• Document section:
-- START --
Sec. 9. The compensation of any county, city, town, or municipal officer, shall not be increased after his election or during his term of office; nor shall the term of any such officer be extended beyond the period for which he is elected or appointed.
Sec. 10. No county, city, town, or other public or municipal corporation, nor the inhabitants thereof, nor the property. therein, shall be released or discharged from its or their proportionate share of taxes to be levied for State purposes, nor shall commutation for such taxes be authorized in any form whatsoever.
Sec. 11. Any county, city, town, or township, may make and enforce within its limits all such local, police, sanitary, and other regulations as are not in conflict with general laws.
Sec. 12. The Legislature shall have no power to impose taxes upon counties, cities, towns, or other public or municipal corporations, or upon the inhabitants or property thereof, for county, city, town, or other municipal purposes, but may, by general laws, vest in the corporate authorities thereof the power to assess and collect taxes for such purposes.
-- END --
• Directions for this task: According to the constitutional sections above, what power may the Legislature grant to the corporate authorities of counties, cities, and towns through general laws?

• Record extracts:
-- START --
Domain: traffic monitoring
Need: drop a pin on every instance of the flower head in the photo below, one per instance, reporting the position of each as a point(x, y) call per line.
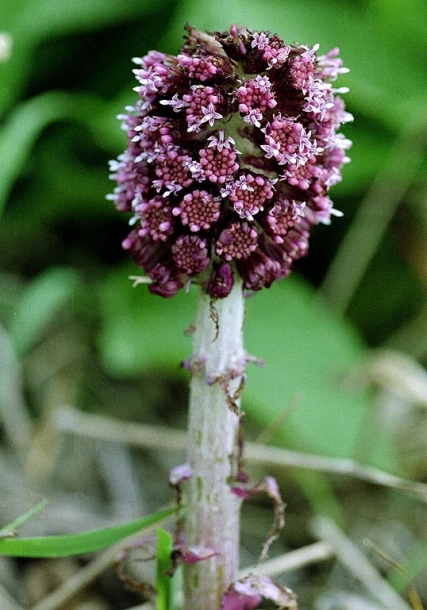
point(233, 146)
-- END --
-- START --
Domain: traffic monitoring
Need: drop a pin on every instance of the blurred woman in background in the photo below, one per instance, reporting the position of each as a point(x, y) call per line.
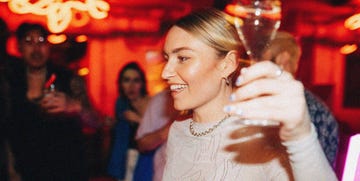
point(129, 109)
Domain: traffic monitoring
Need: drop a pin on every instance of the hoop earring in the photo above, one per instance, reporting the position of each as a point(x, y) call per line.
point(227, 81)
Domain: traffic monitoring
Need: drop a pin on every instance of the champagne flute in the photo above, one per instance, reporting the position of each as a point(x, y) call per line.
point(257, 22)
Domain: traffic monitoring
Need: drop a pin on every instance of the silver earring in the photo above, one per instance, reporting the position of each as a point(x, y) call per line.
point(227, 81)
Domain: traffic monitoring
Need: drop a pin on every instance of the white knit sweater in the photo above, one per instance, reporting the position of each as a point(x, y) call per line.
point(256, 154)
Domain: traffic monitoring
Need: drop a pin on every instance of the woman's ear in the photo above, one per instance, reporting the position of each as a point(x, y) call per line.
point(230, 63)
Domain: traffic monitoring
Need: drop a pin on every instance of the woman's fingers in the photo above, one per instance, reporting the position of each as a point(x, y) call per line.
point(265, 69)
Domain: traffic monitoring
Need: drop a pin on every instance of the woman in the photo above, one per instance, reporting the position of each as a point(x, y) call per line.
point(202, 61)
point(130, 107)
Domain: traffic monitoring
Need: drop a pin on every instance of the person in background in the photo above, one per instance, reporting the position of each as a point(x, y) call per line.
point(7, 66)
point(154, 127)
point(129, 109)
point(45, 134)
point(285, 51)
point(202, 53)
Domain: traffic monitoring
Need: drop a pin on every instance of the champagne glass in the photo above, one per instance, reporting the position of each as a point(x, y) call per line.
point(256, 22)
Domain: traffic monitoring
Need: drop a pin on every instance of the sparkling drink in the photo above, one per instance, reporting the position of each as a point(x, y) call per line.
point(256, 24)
-- END --
-- START --
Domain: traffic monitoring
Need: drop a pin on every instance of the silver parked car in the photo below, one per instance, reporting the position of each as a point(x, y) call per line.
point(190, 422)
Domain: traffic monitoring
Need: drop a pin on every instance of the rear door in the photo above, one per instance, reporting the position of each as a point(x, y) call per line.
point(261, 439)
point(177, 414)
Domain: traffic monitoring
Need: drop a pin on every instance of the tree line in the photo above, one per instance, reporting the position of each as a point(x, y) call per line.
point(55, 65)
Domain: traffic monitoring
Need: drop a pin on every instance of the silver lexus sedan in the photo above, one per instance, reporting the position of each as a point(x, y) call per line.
-- END --
• Exercise answer: The power to assess and collect taxes for county, city, town, or other municipal purposes.